======== Veri kayıtları

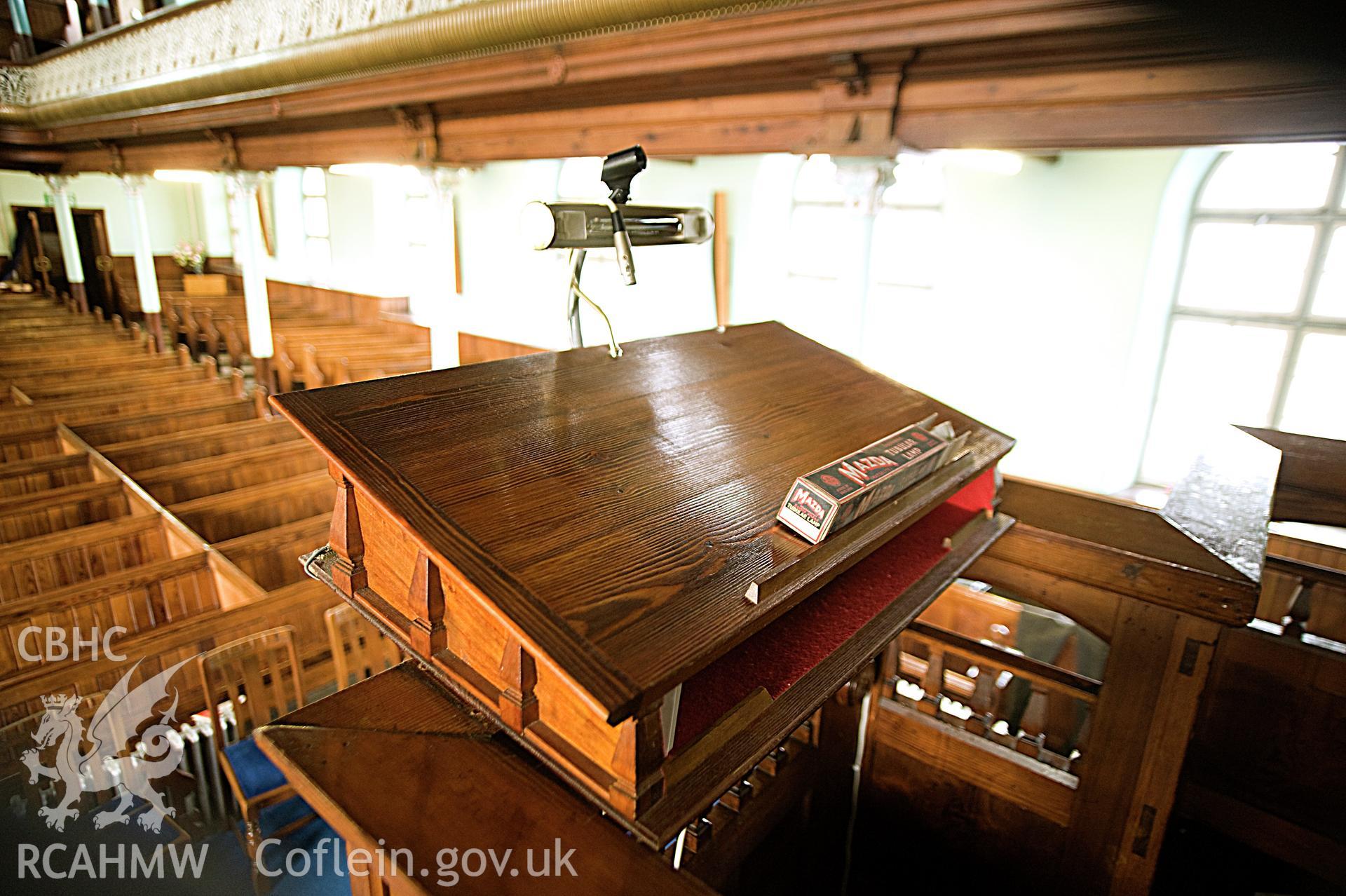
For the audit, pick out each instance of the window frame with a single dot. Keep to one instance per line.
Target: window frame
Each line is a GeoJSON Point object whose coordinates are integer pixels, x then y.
{"type": "Point", "coordinates": [304, 196]}
{"type": "Point", "coordinates": [1296, 323]}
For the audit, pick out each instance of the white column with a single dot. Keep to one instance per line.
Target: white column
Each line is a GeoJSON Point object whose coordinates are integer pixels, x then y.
{"type": "Point", "coordinates": [146, 280]}
{"type": "Point", "coordinates": [248, 254]}
{"type": "Point", "coordinates": [131, 10]}
{"type": "Point", "coordinates": [440, 264]}
{"type": "Point", "coordinates": [74, 27]}
{"type": "Point", "coordinates": [67, 231]}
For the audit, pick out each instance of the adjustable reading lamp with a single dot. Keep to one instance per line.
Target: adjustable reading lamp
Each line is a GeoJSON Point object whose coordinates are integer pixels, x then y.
{"type": "Point", "coordinates": [580, 226]}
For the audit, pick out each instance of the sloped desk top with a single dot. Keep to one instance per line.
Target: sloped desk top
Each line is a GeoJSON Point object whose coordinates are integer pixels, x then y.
{"type": "Point", "coordinates": [617, 510]}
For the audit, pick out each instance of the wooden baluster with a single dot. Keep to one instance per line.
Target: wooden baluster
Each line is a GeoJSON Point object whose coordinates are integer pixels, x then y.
{"type": "Point", "coordinates": [428, 632]}
{"type": "Point", "coordinates": [208, 335]}
{"type": "Point", "coordinates": [260, 407]}
{"type": "Point", "coordinates": [519, 702]}
{"type": "Point", "coordinates": [182, 313]}
{"type": "Point", "coordinates": [285, 366]}
{"type": "Point", "coordinates": [933, 682]}
{"type": "Point", "coordinates": [345, 537]}
{"type": "Point", "coordinates": [313, 374]}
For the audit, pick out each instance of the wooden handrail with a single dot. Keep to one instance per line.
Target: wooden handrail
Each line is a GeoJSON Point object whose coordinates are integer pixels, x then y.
{"type": "Point", "coordinates": [1307, 571]}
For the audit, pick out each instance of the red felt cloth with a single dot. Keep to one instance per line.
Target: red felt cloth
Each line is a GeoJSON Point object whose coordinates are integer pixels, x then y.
{"type": "Point", "coordinates": [784, 651]}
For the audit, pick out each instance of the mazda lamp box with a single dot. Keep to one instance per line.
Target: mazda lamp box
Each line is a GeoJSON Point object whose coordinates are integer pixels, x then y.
{"type": "Point", "coordinates": [841, 491]}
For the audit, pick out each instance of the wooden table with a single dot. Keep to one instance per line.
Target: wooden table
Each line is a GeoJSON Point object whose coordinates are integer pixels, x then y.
{"type": "Point", "coordinates": [396, 761]}
{"type": "Point", "coordinates": [570, 538]}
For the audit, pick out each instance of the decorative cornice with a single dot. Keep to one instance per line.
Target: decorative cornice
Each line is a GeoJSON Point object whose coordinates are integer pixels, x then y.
{"type": "Point", "coordinates": [235, 48]}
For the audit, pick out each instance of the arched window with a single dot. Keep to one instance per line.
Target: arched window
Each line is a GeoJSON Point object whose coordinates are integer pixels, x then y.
{"type": "Point", "coordinates": [318, 245]}
{"type": "Point", "coordinates": [1258, 332]}
{"type": "Point", "coordinates": [864, 240]}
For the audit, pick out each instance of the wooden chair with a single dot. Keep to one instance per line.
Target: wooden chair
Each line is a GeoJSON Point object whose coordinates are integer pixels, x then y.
{"type": "Point", "coordinates": [252, 673]}
{"type": "Point", "coordinates": [358, 649]}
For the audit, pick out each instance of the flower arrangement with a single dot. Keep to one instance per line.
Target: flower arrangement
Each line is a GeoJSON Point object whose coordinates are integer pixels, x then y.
{"type": "Point", "coordinates": [190, 256]}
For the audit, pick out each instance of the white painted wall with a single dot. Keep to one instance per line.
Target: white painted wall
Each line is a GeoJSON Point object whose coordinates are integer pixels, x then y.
{"type": "Point", "coordinates": [1040, 323]}
{"type": "Point", "coordinates": [174, 209]}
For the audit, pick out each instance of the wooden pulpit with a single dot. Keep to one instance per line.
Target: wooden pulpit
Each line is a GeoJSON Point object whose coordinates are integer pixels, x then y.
{"type": "Point", "coordinates": [567, 543]}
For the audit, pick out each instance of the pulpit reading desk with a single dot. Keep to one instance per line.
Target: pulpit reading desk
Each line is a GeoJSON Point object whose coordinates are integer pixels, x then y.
{"type": "Point", "coordinates": [567, 541]}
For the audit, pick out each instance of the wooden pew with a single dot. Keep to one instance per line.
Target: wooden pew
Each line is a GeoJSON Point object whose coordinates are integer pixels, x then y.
{"type": "Point", "coordinates": [194, 444]}
{"type": "Point", "coordinates": [41, 474]}
{"type": "Point", "coordinates": [271, 556]}
{"type": "Point", "coordinates": [136, 599]}
{"type": "Point", "coordinates": [34, 442]}
{"type": "Point", "coordinates": [128, 380]}
{"type": "Point", "coordinates": [72, 556]}
{"type": "Point", "coordinates": [61, 509]}
{"type": "Point", "coordinates": [301, 606]}
{"type": "Point", "coordinates": [191, 480]}
{"type": "Point", "coordinates": [1160, 599]}
{"type": "Point", "coordinates": [86, 370]}
{"type": "Point", "coordinates": [147, 426]}
{"type": "Point", "coordinates": [100, 407]}
{"type": "Point", "coordinates": [245, 510]}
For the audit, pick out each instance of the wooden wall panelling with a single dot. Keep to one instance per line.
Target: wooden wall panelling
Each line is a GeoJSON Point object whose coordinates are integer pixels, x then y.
{"type": "Point", "coordinates": [1268, 754]}
{"type": "Point", "coordinates": [64, 559]}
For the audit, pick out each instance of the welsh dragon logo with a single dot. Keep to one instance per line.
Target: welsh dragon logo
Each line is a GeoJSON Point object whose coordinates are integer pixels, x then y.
{"type": "Point", "coordinates": [105, 766]}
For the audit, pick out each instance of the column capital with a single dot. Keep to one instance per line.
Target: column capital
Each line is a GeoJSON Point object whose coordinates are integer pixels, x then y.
{"type": "Point", "coordinates": [134, 183]}
{"type": "Point", "coordinates": [446, 181]}
{"type": "Point", "coordinates": [245, 182]}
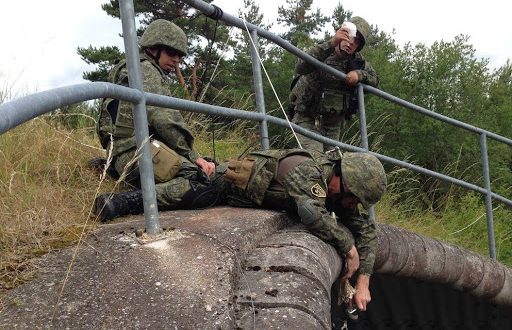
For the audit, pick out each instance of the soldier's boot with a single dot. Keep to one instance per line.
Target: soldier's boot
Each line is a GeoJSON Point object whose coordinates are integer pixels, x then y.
{"type": "Point", "coordinates": [108, 206]}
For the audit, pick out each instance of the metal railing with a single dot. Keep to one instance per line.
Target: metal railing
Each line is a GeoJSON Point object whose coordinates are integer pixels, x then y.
{"type": "Point", "coordinates": [21, 110]}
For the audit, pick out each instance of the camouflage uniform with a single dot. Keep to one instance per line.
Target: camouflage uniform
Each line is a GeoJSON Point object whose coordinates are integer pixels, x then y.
{"type": "Point", "coordinates": [115, 125]}
{"type": "Point", "coordinates": [296, 180]}
{"type": "Point", "coordinates": [323, 101]}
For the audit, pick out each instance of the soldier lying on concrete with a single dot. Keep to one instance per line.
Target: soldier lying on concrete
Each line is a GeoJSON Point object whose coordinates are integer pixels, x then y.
{"type": "Point", "coordinates": [307, 183]}
{"type": "Point", "coordinates": [163, 44]}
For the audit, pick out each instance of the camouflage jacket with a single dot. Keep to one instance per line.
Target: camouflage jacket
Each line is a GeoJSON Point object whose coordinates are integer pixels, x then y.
{"type": "Point", "coordinates": [321, 92]}
{"type": "Point", "coordinates": [306, 184]}
{"type": "Point", "coordinates": [166, 125]}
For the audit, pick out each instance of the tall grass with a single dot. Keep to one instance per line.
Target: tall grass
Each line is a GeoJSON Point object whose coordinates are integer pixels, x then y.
{"type": "Point", "coordinates": [46, 191]}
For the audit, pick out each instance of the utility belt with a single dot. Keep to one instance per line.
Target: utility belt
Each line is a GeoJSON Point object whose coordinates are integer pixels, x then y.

================

Yapılacak iş :: "For the audit, pick out each instance of the utility" ifadesini içeren satırla açılıp verilerin sonuna kadar süren kısmı, "utility belt" yerine "tool belt" koyarak yeniden yazın; başka hiçbir şeyi değiştirmeyin.

Görevin sonucu ::
For the audit, pick out each instance of the tool belt with a single dot. Keep to one instance per line.
Target: tool belt
Each line is a GeoJSON Point object whose coordinates are integer pixels, x then y.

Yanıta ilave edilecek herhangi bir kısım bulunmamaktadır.